### ATIVIDADE
Transcreva do texto de estudo abaixo o trecho que começa em "A vicinal Flamingo" e segue até "da Agência Pública.".

### TEXTO DE ESTUDO
* * * * *

O que é o “consórcio da morte” e por que ele persiste no Xingu
No km 80 da Transamazônica, altura do Travessão do
Flamingo, há um desnível perigoso, uma pequena colina no meio da estrada. O
motorista vindo da cidade de Anapu, no Pará, não tem nenhuma visibilidade de
quem vem do outro lado e, caso tente virar à esquerda em direção à vicinal
Flamingo Sul, pode ser surpreendido por um automóvel em alta velocidade. Muitos
acidentes já ocorreram nesse trecho.
A vicinal Flamingo Sul é o caminho para os lotes 96
e 97, atuais epicentros da violência agrária de Anapu, um dos municípios
recordes em conflitos no campo nos últimos 12 anos, de acordo com os dados da
Comissão Pastoral da Terra (CPT), sistematizados no Mapa de Conflitos da Agência Pública.

* * * * *

Entradas salvas

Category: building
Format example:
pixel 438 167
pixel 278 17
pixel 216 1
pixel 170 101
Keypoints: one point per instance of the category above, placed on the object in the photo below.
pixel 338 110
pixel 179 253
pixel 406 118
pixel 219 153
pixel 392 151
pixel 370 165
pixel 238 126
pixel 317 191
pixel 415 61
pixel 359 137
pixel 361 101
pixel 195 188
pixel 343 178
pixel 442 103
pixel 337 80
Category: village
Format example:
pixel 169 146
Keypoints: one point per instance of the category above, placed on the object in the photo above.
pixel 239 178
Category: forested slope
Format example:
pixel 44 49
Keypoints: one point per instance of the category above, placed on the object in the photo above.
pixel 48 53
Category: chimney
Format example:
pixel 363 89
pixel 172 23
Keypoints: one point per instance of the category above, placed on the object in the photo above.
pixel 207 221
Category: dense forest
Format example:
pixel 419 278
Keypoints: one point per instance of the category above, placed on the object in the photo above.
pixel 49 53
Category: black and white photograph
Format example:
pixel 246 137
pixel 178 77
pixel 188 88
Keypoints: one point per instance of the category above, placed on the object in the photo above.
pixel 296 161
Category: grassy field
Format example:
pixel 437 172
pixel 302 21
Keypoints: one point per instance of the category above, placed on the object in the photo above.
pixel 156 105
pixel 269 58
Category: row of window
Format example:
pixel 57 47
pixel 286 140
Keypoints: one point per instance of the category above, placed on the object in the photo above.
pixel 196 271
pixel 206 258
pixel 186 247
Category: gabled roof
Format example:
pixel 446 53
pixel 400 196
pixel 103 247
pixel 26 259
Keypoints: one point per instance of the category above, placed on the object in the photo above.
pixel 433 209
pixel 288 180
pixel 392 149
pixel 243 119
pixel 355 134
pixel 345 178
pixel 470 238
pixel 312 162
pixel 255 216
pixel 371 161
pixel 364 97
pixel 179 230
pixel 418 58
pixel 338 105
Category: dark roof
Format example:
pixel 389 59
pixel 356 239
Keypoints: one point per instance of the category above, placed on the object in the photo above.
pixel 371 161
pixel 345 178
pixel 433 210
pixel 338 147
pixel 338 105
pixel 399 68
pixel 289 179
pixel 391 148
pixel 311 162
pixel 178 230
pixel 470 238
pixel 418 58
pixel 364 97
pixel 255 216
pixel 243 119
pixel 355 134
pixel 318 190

* * * * *

### RESPOSTA
A vicinal Flamingo Sul é o caminho para os lotes 96
e 97, atuais epicentros da violência agrária de Anapu, um dos municípios
recordes em conflitos no campo nos últimos 12 anos, de acordo com os dados da
Comissão Pastoral da Terra (CPT), sistematizados no Mapa de Conflitos da Agência Pública.